Content starts

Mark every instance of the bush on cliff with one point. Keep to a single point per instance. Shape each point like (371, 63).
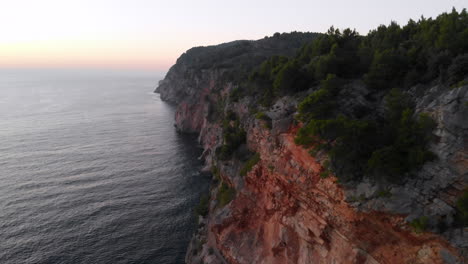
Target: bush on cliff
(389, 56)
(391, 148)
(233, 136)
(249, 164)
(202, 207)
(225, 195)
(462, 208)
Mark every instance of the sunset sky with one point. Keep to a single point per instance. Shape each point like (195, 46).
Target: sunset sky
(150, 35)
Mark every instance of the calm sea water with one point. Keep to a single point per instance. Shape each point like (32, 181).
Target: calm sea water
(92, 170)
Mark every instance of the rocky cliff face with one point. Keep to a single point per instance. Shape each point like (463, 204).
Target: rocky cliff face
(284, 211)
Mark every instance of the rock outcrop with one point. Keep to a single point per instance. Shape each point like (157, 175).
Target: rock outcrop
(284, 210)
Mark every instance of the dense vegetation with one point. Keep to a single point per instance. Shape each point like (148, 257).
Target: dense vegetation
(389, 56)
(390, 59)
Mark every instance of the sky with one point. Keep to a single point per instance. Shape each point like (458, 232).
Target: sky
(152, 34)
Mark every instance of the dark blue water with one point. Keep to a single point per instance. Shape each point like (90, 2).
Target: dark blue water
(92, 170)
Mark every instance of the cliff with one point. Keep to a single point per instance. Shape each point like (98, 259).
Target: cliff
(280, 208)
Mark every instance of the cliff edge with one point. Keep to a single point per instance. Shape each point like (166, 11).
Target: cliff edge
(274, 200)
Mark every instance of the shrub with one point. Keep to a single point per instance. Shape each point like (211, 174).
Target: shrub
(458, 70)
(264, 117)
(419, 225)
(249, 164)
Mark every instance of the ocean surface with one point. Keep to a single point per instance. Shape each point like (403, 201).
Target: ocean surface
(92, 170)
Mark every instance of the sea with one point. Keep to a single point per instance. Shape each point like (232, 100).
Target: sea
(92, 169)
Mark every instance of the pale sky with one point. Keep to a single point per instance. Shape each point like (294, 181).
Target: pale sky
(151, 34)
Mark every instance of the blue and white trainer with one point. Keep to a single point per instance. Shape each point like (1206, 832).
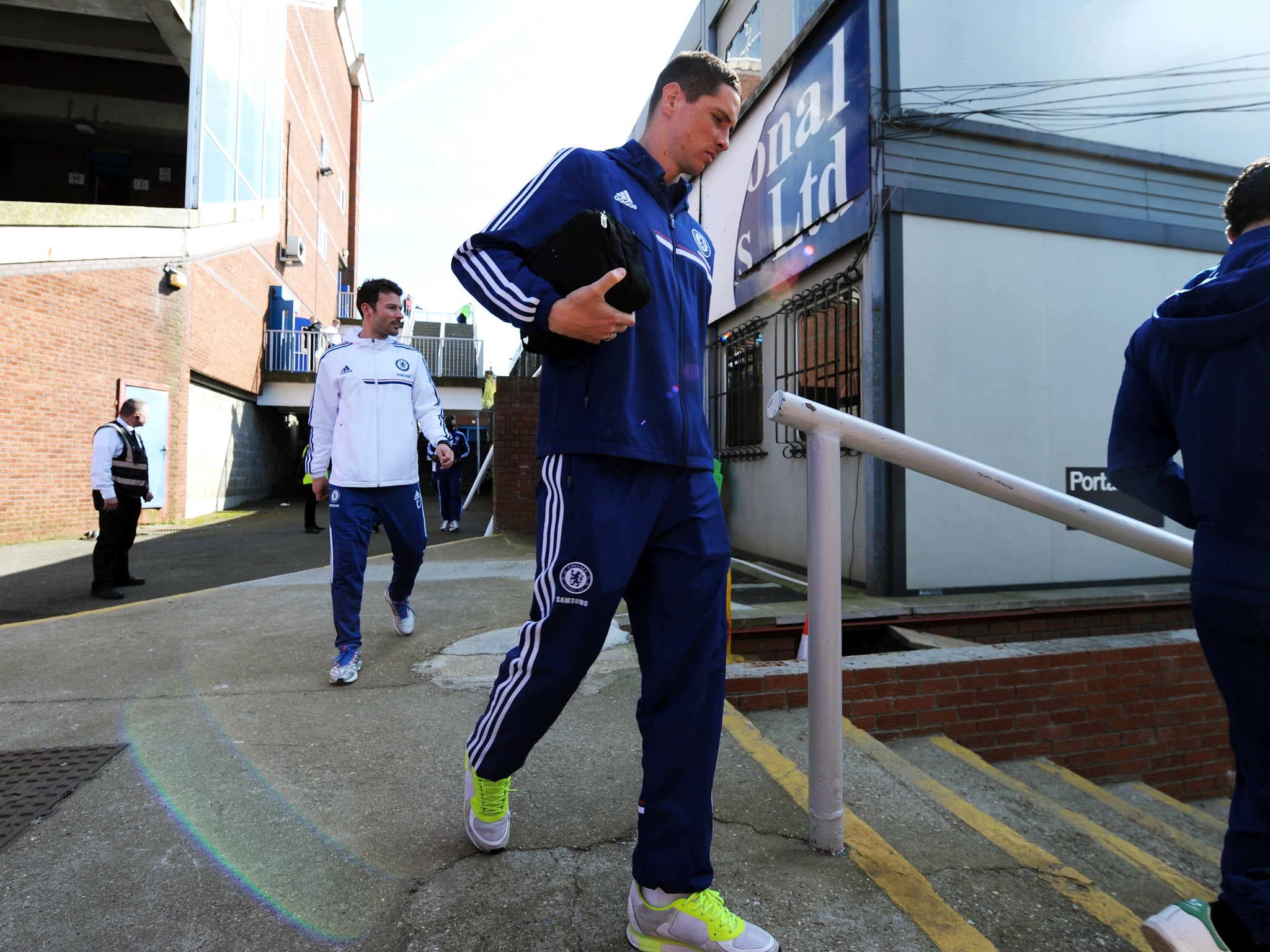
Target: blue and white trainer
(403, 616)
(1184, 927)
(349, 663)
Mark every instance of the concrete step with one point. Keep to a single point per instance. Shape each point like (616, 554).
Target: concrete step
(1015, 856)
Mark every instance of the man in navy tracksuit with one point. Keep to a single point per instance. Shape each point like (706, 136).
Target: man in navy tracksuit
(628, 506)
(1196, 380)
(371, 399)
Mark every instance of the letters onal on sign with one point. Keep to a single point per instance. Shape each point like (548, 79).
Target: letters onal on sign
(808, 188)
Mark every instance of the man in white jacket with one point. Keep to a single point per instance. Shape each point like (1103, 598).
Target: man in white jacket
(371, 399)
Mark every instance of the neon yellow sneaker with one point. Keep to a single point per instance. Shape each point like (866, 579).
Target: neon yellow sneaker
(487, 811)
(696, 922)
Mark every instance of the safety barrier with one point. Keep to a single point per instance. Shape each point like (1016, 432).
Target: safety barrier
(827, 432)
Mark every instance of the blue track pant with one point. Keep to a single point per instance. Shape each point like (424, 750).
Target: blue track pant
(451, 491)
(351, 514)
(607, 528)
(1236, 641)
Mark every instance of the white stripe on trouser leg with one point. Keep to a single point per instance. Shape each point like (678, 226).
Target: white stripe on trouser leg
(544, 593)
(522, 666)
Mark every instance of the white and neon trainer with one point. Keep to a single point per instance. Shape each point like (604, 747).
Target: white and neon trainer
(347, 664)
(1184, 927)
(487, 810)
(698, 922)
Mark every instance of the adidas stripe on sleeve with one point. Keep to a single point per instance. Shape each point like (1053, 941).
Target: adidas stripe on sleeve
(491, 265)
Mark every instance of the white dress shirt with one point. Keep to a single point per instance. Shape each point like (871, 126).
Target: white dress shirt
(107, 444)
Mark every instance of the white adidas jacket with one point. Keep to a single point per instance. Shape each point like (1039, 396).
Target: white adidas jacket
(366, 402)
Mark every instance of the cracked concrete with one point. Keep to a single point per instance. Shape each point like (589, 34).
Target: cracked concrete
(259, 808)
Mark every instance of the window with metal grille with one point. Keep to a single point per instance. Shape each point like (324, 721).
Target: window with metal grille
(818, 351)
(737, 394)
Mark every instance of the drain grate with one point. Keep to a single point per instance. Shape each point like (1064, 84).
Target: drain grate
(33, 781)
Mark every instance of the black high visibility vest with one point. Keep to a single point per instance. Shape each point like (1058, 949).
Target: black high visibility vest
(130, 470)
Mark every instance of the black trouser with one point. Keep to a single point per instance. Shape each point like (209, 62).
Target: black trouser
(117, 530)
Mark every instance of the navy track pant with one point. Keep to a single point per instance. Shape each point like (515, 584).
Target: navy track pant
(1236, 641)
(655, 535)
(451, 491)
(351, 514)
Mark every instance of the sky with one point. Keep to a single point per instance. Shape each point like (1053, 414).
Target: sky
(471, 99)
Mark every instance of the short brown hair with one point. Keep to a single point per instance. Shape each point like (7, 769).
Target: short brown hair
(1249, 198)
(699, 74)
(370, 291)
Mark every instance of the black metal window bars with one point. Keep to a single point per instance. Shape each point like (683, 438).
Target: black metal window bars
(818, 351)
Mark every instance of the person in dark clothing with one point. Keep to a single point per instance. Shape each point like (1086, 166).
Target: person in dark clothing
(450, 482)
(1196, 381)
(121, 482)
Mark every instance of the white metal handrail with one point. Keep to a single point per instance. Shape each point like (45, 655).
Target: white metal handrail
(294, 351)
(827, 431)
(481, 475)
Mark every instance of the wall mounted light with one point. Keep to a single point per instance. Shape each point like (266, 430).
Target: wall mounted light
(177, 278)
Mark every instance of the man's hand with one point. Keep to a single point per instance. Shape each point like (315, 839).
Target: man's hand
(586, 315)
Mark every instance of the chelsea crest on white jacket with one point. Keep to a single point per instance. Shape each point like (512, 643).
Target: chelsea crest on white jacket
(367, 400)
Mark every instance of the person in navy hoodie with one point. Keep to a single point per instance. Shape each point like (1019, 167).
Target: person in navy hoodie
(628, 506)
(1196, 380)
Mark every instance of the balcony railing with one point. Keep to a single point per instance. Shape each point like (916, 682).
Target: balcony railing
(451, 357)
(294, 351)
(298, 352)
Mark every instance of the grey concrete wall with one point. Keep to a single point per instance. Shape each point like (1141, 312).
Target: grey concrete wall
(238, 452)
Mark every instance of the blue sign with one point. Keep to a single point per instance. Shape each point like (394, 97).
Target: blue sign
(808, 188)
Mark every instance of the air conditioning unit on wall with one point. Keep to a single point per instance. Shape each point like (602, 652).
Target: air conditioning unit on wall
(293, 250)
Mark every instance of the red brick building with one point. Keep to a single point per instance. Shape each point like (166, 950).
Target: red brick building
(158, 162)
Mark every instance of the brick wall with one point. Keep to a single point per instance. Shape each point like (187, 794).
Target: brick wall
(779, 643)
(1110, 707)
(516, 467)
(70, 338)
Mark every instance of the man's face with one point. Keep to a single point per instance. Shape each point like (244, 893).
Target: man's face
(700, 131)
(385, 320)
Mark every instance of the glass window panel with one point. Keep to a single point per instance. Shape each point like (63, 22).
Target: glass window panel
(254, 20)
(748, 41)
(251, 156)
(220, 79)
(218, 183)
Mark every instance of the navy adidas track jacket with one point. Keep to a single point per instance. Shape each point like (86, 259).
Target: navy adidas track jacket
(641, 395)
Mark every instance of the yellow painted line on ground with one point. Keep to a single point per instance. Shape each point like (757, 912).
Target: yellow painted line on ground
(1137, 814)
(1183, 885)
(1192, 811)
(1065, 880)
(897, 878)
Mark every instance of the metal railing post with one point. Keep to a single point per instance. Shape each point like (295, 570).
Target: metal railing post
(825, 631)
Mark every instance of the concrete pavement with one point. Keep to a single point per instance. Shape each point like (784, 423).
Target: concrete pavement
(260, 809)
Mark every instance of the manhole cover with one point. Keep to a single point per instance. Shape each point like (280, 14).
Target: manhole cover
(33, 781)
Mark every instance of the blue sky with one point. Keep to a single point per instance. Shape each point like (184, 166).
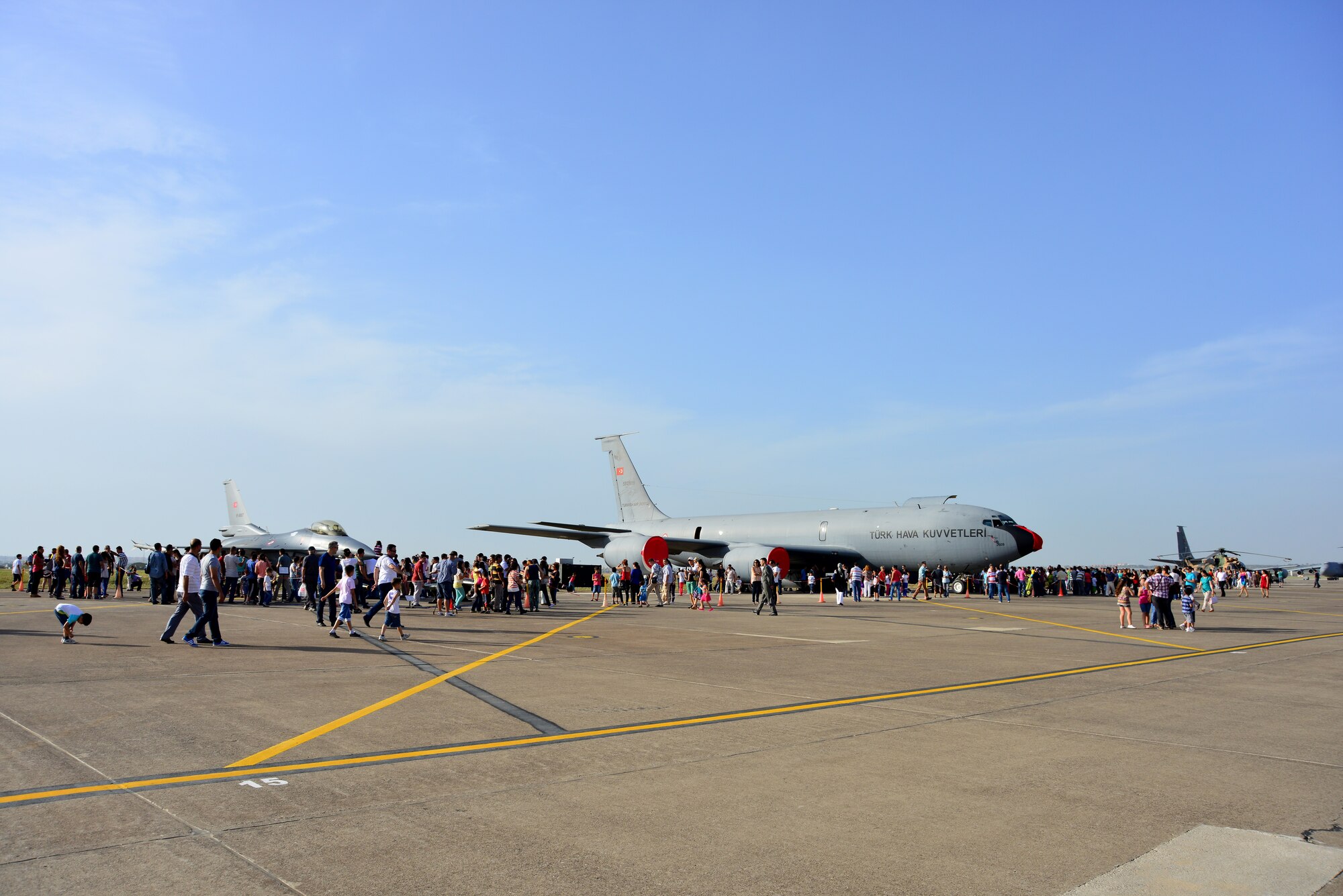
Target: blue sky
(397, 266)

Content ends

Exercise
All that is wanted is the stretch of lines above from the one containing "Mark every instance of the man in white" through the one containing "Mark every instance of the neon", duplicated exactly.

Exercise output
Mark every instance of the man in white jacket with one point. Keep to a single point per instance. Shape each point like (1103, 598).
Target: man in white jacket
(371, 399)
Mark every instance of the neon yellow sneaker with one point. Keep to a single point per instance. Shape each point like (866, 579).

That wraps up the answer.